Dando milho aos tongos
Alceu A. Sperança
Quebrando recordes, o agro brasileiro não chegou a esse nível sem escalar décadas de lutas. Em Cascavel, começou com a criação da Sociedade Rural, em 1953, como historiado no livro "Sindicato Rural de Cascavel: Uma história de paz, produção e progresso".
Um novo marco, de grande impacto, acaba de ser apontado no portal Bloomberg News pelos jornalistas Michael Hirtzer e Dominic Carey: The US Is Losing the Corn-Exporting Crown (Os EUA estão perdendo a coroa exportadora de milho).
No ano agrícola encerrado em 31 de agosto, escrevem, os Estados Unidos entregaram a coroa exportadora de milho ao Brasil e podem nunca mais a recuperar.
Na colheita de 2023, os agricultores gringos entregaram 23% das exportações globais de milho, bem abaixo dos quase 32% vendidos pelos brasileiros, segundo o Departamento de Agricultura dos EUA.
Com a polarização eleitoral, metade dos brasileiros barulhentos torce contra o país e a outra metade a favor de seu "mito". Deu-se que quem torceu contra Bolsonaro fez do improvável um eleito. E quem torceu contra Lula fez do derrotado um vencedor.
Como sabem os torcedores de futebol, torcer é inútil. Só ajuda realmente o clube quem compra camisetas oficiais e ingressos, mas nem isso altera o placar de cada jogo.
Os dois perdendo
Muita gente na China torce contra os EUA e nos EUA há torcida contra a China. Qual poderia ser o resultado desse jogo? A essa altura do campeonato, os dois estão perdendo - e perdendo para si mesmos.
Um dos caras mais espertos de todas as salas onde se ganha dinheiro, o bilionário investidor estadunidense Stan Druckenmiller declarou há pouco, em uma conferência justamente sobre investimentos, que a economia de seu país está à beira de um pouso forçado:
- ¬É simplesmente ingênuo não ter a mente aberta para algo muito, muito ruim acontecendo.
Muito, muito ruim é também o que ocorre na China, a julgar pelo que disse o presidente do Banco Central do Brasil, Roberto Campos Neto, ao descrever os EUA à beira do caos com a dívida pública astronômica e a China revisando seu crescimento para baixo devido à forte queda no mercado imobiliário.
Seria simplesmente ingênuo achar que a dupla desgraça prestes a engolir EUA e China não vai afetar o Brasil.

Problema 1 ::
Edite o trecho da crônica que começa nas palavras "Como sabem os" e termina depois de "muito ruim acontecendo.", trocando "conferência" por "palestra".
Problema 2 ::
Responda com base na crônica:
(a) Em que ano foi criada a Sociedade Rural em Cascavel?
(b) Segundo o Departamento de Agricultura dos EUA, que parcela das exportações globais de milho coube aos brasileiros na colheita de 2023?
(c) Quem preside o Banco Central do Brasil, de acordo com o texto?
Os dados não têm nenhuma relação com a crônica.

Dados ::

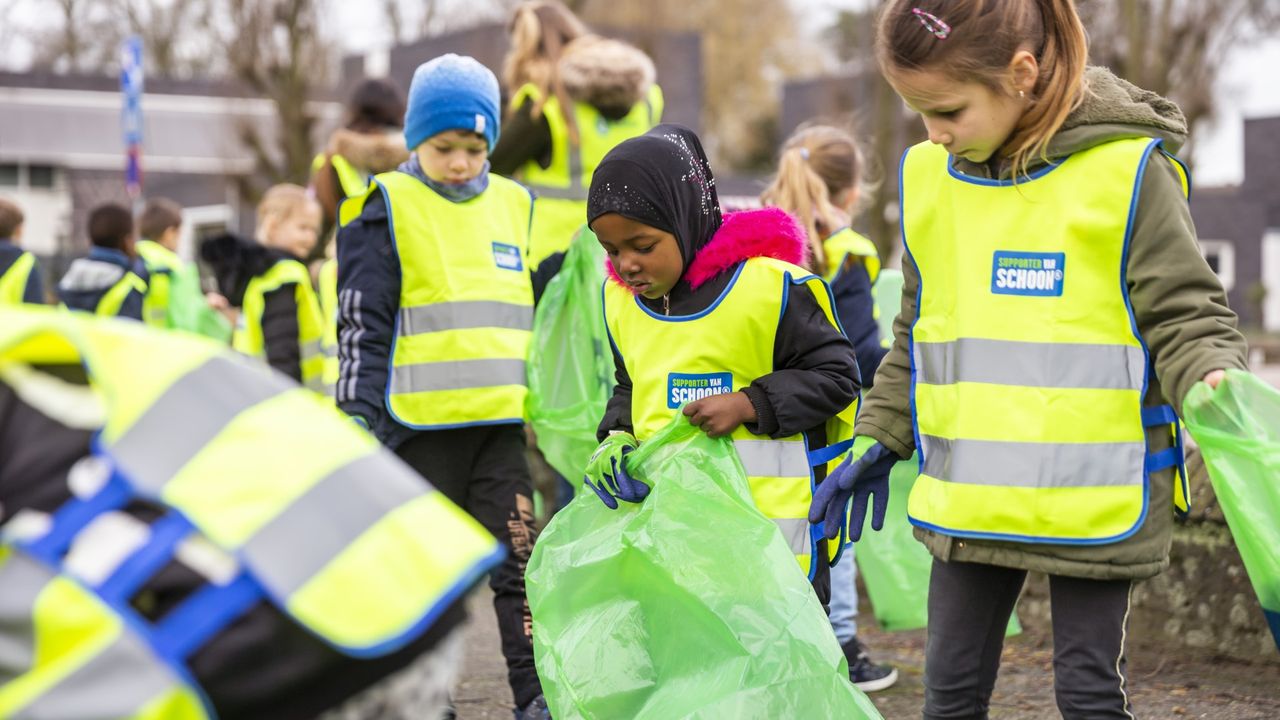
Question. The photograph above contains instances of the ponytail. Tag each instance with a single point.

Resposta correta 1 ::
Como sabem os torcedores de futebol, torcer é inútil. Só ajuda realmente o clube quem compra camisetas oficiais e ingressos, mas nem isso altera o placar de cada jogo.
Os dois perdendo
Muita gente na China torce contra os EUA e nos EUA há torcida contra a China. Qual poderia ser o resultado desse jogo? A essa altura do campeonato, os dois estão perdendo - e perdendo para si mesmos.
Um dos caras mais espertos de todas as salas onde se ganha dinheiro, o bilionário investidor estadunidense Stan Druckenmiller declarou há pouco, em uma palestra justamente sobre investimentos, que a economia de seu país está à beira de um pouso forçado:
- ¬É simplesmente ingênuo não ter a mente aberta para algo muito, muito ruim acontecendo.

Resposta correta 2 ::
(a) Em 1953.
(b) Quase 32%.
(c) Roberto Campos Neto.